'''
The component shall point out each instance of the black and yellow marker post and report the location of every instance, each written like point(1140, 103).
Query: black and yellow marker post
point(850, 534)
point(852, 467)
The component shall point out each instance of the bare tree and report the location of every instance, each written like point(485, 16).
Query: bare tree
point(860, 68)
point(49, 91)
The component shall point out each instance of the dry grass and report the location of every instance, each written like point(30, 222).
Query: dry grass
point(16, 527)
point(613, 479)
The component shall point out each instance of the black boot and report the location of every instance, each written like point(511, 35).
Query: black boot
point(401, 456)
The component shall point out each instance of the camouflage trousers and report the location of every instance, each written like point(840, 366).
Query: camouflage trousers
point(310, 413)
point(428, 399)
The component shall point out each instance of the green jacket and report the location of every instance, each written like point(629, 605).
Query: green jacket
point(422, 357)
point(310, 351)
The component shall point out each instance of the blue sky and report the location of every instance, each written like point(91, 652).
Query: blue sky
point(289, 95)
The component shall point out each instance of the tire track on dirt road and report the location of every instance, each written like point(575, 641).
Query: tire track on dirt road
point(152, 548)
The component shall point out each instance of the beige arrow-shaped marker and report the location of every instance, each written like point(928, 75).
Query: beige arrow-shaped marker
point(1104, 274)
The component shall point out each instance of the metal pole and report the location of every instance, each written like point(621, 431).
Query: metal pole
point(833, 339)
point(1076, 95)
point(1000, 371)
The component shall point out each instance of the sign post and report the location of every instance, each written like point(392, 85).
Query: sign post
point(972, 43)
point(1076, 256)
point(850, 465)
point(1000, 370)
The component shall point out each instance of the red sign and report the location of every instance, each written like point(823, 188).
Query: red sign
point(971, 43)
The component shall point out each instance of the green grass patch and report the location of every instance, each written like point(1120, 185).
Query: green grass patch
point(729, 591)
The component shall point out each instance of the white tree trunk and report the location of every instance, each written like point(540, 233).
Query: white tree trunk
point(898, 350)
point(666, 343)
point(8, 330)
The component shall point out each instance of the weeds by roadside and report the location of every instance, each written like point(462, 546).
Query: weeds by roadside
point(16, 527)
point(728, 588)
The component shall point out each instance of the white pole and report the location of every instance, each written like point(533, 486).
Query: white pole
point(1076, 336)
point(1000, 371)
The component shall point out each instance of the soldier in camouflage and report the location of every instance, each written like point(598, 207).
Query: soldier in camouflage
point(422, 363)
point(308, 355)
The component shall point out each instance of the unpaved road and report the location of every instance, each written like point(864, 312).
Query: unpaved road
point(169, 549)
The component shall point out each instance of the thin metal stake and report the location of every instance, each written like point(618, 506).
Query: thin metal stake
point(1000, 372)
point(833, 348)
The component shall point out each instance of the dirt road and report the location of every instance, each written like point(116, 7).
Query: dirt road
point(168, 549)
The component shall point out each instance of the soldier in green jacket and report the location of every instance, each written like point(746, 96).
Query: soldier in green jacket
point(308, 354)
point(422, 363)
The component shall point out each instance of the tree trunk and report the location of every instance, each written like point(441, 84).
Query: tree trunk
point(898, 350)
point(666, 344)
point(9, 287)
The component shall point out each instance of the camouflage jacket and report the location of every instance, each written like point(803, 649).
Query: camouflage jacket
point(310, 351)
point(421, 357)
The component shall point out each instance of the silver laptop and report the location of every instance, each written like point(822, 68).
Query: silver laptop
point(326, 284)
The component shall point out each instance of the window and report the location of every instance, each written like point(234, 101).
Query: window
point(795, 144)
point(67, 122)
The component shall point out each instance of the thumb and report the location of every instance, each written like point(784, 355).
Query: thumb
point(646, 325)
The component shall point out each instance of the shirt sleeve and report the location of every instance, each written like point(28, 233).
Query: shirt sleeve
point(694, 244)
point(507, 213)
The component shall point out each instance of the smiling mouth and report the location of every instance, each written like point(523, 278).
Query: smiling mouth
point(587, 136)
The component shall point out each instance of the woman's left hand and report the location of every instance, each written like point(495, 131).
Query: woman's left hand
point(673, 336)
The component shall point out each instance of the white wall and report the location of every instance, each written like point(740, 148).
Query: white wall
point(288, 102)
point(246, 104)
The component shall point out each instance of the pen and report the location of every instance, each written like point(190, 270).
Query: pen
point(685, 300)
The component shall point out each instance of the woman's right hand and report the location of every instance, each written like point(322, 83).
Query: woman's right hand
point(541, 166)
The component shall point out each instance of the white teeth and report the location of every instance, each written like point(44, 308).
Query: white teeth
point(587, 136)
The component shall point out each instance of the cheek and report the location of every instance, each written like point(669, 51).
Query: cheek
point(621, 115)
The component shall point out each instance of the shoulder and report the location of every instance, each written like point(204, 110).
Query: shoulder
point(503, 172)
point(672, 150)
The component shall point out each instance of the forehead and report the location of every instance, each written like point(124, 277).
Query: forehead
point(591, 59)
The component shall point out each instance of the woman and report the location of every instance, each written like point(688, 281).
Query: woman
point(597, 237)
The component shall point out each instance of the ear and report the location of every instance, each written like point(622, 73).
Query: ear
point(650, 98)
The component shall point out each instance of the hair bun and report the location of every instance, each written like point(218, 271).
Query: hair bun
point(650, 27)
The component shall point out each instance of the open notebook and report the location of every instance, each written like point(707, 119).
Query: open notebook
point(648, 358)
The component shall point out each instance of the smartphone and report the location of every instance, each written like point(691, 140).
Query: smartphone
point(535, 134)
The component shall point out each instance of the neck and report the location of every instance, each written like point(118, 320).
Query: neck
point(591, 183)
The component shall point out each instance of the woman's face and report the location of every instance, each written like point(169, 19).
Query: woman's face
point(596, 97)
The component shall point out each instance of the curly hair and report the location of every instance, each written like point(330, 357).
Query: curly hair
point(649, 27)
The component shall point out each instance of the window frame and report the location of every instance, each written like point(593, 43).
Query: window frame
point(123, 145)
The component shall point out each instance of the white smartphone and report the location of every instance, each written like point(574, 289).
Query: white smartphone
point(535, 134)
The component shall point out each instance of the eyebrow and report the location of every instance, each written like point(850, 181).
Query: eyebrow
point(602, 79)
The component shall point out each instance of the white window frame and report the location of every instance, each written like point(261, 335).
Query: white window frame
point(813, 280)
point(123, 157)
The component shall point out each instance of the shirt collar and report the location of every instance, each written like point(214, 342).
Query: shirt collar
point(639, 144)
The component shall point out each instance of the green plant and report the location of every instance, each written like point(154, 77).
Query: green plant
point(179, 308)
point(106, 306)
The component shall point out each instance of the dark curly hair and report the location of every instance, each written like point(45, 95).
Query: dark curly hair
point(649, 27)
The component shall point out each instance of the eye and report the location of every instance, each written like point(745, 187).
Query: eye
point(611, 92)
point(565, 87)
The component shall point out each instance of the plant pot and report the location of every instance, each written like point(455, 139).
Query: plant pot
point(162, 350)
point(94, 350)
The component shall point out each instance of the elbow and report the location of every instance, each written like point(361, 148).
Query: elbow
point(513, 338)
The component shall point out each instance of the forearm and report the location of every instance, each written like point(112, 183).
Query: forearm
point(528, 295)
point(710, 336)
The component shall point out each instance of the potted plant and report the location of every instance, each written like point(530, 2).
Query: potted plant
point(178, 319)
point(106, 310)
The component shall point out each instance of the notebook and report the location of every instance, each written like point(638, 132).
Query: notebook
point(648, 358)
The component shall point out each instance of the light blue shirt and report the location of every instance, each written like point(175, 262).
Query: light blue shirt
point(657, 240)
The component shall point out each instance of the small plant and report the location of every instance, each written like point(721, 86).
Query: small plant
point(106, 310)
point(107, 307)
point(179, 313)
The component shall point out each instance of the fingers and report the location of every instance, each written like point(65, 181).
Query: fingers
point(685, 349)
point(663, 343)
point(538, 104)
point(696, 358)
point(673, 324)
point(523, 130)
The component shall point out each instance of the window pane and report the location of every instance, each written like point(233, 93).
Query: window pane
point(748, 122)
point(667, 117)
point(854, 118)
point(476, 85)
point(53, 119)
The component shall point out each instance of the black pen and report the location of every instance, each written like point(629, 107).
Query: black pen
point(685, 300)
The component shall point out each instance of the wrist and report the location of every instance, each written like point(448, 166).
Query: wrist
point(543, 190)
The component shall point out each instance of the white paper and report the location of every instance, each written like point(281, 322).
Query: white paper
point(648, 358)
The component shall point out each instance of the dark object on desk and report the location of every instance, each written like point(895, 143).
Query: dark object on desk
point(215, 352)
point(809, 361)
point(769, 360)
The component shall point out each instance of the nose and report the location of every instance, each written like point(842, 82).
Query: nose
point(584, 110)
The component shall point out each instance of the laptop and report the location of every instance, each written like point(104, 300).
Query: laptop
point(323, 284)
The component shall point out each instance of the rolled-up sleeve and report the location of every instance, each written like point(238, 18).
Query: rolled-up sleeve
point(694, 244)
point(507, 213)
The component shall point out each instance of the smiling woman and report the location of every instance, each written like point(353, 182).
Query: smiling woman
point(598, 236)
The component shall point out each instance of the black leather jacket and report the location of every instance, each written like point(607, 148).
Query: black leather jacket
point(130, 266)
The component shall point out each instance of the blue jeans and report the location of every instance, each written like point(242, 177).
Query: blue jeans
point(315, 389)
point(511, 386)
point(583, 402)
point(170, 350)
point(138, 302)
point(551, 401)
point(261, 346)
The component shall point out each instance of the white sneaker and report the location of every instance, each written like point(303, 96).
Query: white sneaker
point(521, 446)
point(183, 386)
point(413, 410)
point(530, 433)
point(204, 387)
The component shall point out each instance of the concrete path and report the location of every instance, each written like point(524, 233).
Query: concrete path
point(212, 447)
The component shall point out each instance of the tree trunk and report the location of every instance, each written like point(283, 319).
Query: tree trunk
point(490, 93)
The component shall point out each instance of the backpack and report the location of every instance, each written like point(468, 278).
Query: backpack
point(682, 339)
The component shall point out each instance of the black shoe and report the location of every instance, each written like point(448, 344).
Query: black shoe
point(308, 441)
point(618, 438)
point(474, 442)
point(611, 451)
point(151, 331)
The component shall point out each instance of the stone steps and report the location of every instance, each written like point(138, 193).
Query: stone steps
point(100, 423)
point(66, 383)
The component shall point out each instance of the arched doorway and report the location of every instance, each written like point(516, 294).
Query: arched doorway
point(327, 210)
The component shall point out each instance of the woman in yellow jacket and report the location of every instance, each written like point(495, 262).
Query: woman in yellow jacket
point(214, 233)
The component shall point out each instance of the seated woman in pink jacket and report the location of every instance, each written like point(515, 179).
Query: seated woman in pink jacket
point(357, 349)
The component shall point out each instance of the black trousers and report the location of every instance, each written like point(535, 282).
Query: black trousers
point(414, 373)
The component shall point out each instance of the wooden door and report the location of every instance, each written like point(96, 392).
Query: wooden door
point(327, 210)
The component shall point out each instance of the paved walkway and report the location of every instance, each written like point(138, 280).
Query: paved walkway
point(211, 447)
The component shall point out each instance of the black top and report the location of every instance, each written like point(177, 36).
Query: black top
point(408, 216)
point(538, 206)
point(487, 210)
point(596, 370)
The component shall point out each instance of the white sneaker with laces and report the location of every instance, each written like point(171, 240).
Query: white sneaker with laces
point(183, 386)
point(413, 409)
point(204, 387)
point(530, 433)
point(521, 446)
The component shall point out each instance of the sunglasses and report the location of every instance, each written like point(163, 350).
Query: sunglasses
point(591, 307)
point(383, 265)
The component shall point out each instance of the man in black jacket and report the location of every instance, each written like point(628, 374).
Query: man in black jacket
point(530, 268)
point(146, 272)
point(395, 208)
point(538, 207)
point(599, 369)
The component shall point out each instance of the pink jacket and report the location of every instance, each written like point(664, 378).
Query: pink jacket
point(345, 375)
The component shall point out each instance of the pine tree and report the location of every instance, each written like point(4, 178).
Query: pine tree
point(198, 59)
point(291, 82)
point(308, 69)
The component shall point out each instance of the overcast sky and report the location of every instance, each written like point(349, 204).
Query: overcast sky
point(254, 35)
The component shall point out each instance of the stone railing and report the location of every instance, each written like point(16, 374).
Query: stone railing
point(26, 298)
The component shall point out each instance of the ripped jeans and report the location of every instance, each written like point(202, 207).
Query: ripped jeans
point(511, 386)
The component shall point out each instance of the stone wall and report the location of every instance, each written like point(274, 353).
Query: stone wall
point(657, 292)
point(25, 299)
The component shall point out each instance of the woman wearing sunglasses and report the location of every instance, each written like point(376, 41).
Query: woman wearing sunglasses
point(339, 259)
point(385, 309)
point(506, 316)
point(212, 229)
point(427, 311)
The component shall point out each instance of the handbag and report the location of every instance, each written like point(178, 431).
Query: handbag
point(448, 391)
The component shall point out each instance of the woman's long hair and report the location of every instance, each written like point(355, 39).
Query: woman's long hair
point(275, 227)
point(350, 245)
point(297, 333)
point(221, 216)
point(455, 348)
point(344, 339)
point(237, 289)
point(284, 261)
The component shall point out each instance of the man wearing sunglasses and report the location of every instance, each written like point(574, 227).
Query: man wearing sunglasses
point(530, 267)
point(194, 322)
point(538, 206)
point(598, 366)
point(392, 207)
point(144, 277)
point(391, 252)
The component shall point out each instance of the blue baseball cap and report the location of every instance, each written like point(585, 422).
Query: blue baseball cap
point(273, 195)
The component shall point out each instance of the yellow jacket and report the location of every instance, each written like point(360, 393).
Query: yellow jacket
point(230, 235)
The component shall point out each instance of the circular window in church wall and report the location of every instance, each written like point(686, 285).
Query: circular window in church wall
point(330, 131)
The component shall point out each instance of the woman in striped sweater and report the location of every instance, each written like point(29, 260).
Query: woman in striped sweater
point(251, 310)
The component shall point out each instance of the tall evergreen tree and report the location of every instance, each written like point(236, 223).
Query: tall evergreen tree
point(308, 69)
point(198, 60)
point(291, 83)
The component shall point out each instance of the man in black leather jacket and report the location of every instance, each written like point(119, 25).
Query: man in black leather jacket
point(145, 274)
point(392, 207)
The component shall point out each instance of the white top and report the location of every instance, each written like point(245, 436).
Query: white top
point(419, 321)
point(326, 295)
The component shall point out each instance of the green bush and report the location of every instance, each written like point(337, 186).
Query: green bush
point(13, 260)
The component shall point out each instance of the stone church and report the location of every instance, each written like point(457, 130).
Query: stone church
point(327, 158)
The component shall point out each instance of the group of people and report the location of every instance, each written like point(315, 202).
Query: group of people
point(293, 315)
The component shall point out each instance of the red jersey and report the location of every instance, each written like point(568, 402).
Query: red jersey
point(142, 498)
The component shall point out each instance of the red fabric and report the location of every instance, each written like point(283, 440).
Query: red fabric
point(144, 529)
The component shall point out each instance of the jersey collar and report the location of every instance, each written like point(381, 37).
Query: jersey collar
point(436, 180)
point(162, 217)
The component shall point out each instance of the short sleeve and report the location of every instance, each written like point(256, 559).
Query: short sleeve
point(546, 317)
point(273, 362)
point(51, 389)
'''
Output the lines above exactly, but only those between the line holding "The component shall point out each instance of the green jacket" and the line holding "The component shall point out each instance of the beige", inclusive.

Exercise solution =
The component shall point out each instance of the green jacket and report the location of every instance, each written like point(629, 605).
Query: green jacket
point(422, 357)
point(310, 351)
The component shall point out each instance of the blue sky and report the location of every instance, each written like point(91, 652).
Query: blue sky
point(289, 95)
The component shall point out each instance of the tire track on dirt road and report the location of every instance, each written like point(575, 641).
Query: tire track on dirt road
point(152, 548)
The component shall point out each instance of the beige arrow-shaped marker and report the location of every instance, each written like point(928, 75).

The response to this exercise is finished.